(Data items)
#####

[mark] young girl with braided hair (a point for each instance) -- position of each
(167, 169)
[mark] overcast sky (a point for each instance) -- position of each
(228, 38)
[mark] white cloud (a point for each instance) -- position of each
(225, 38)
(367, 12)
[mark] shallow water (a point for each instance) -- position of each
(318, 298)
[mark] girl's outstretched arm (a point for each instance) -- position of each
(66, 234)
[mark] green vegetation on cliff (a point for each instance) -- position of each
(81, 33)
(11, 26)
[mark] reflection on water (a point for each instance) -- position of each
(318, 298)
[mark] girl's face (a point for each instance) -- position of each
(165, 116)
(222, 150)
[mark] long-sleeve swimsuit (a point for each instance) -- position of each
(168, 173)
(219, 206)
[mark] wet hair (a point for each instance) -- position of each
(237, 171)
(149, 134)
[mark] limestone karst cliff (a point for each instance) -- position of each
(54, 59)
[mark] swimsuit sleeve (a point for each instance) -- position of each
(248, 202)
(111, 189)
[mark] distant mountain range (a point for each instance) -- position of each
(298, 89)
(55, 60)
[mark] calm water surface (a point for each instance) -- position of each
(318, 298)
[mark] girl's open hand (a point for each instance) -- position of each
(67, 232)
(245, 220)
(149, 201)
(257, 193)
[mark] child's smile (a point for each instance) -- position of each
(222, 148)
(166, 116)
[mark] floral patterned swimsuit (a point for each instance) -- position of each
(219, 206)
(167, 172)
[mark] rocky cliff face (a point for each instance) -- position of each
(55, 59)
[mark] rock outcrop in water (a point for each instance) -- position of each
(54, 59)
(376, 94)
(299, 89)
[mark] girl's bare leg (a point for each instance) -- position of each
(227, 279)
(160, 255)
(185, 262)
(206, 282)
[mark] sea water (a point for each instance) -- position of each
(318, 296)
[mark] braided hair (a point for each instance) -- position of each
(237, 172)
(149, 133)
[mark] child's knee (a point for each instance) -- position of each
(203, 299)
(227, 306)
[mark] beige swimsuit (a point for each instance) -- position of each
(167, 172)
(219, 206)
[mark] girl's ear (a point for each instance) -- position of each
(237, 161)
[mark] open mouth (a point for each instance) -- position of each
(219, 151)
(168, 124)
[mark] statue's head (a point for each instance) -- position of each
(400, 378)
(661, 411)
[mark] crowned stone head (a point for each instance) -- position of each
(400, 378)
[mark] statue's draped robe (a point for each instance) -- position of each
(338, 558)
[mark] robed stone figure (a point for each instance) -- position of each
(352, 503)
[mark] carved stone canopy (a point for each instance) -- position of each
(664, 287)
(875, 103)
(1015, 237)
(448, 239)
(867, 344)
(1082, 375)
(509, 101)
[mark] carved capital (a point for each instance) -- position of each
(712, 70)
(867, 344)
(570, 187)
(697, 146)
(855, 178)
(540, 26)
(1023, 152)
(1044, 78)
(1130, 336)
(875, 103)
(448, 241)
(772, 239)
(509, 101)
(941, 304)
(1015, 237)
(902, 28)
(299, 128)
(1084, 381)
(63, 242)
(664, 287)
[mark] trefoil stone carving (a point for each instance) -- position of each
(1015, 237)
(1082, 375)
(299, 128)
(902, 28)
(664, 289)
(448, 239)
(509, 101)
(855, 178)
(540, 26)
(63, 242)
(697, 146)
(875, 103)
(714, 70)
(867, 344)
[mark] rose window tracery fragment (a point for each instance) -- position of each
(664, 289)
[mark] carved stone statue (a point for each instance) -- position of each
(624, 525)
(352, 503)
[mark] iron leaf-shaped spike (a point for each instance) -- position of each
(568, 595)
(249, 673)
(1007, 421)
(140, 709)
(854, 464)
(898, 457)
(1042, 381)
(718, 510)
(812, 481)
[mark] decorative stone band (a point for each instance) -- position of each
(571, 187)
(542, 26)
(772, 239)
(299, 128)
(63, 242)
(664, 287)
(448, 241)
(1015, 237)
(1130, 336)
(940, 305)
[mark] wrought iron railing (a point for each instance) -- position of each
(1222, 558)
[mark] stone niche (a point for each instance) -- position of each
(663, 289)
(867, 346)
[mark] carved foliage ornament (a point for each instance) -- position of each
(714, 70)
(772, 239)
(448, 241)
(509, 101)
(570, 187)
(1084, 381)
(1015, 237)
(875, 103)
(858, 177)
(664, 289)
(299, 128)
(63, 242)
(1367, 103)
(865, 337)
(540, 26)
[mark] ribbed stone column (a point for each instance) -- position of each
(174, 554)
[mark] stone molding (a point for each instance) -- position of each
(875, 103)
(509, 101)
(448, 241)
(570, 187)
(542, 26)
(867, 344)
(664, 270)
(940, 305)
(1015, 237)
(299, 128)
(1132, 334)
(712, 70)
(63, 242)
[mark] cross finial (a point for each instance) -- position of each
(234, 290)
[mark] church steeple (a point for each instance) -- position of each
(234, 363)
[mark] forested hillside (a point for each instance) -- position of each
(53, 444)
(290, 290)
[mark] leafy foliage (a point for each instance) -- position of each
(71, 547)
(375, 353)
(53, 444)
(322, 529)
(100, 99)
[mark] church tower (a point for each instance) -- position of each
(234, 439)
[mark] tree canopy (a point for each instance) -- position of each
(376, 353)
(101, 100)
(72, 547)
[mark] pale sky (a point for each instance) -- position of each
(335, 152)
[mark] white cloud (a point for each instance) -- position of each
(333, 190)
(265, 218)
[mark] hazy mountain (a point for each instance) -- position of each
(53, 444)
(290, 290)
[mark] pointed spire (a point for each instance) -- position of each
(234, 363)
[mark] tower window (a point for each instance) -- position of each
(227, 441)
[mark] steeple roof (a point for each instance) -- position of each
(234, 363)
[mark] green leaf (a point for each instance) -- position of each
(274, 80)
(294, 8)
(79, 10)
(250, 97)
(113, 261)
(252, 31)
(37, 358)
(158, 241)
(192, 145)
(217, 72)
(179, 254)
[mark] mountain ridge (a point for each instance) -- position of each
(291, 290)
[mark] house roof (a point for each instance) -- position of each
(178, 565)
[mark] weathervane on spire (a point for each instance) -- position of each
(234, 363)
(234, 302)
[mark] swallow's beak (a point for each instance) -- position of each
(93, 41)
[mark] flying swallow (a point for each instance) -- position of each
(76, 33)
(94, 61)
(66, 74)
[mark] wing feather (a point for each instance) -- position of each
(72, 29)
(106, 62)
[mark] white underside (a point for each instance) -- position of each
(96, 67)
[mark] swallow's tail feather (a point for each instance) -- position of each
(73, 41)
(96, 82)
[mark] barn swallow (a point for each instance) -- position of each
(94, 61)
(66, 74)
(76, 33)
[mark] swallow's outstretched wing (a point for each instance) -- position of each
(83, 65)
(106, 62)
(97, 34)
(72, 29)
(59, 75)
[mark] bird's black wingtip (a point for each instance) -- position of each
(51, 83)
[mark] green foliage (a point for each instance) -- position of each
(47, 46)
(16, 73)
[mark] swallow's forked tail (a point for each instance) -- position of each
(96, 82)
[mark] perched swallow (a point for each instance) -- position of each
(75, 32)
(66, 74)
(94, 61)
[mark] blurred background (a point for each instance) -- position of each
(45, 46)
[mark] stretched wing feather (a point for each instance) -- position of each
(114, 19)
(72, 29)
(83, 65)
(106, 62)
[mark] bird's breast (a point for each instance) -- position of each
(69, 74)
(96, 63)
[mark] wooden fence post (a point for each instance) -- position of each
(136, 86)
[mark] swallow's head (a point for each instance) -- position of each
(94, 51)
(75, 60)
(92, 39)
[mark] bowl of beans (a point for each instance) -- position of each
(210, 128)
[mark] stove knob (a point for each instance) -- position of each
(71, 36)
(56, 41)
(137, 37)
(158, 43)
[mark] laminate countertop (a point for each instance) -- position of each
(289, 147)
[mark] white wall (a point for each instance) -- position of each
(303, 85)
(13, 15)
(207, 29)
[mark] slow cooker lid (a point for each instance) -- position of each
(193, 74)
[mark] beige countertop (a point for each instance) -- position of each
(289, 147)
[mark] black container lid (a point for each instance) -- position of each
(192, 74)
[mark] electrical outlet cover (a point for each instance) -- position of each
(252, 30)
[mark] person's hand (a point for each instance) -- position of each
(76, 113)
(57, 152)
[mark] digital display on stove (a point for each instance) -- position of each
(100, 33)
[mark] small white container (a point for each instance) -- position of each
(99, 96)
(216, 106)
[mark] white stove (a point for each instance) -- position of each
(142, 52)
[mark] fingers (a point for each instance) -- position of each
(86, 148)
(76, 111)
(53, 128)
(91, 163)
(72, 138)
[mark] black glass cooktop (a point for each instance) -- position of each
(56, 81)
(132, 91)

#####

■ **Your goal**:
Nothing but the lines from the one containing "[mark] black glass" to the end of the records above should appear, each copied exactly.

■ **The completed task**:
[mark] black glass cooktop (a point for each instance) -- position of each
(56, 81)
(132, 91)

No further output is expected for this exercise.